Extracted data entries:
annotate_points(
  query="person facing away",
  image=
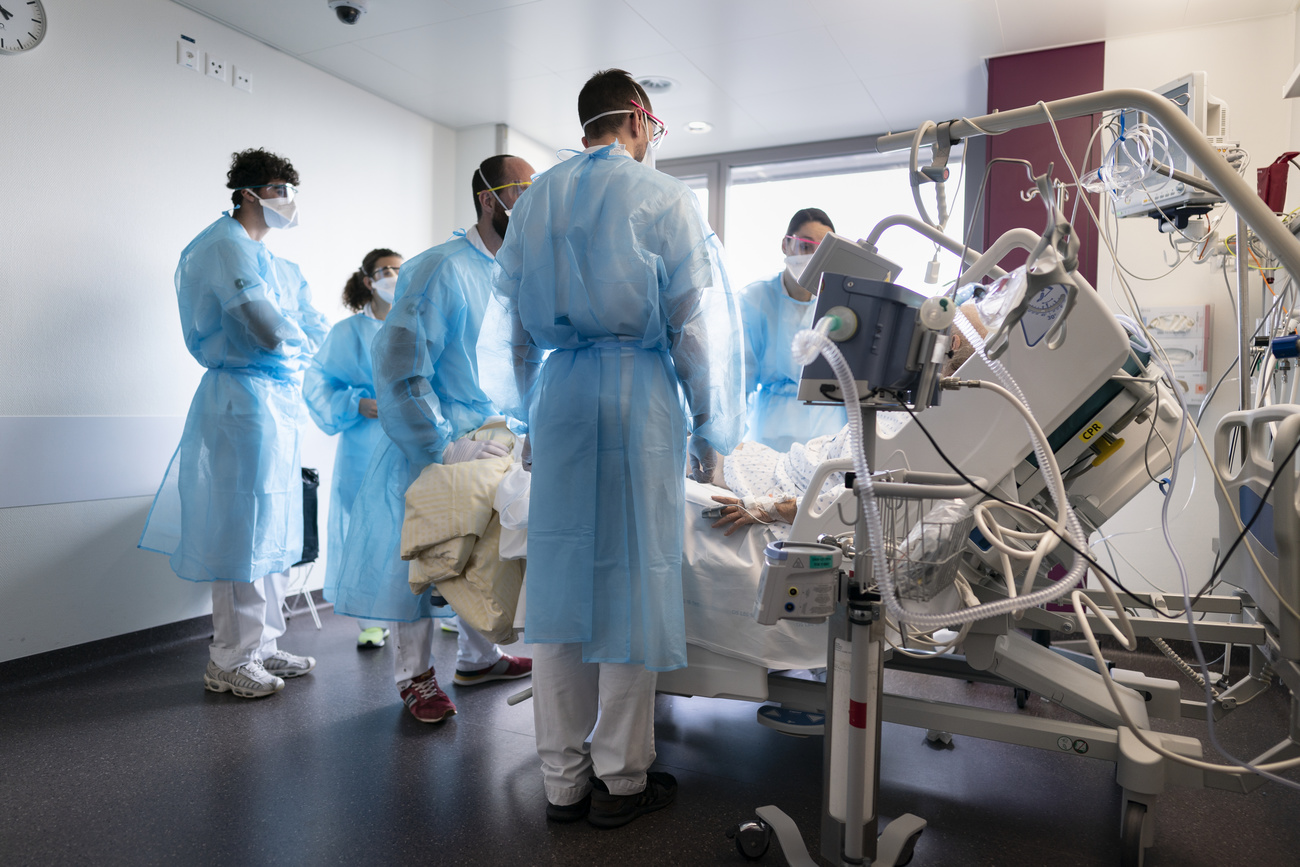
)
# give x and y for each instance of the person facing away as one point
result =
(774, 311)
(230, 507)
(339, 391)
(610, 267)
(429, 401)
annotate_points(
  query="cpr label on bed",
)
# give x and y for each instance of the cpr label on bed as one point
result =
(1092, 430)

#### Task requirements:
Copy every line of the records above that contains "label".

#### Solved problem:
  query="cpr label on bed",
# give x and y for each instance of the cpr label on bed as one point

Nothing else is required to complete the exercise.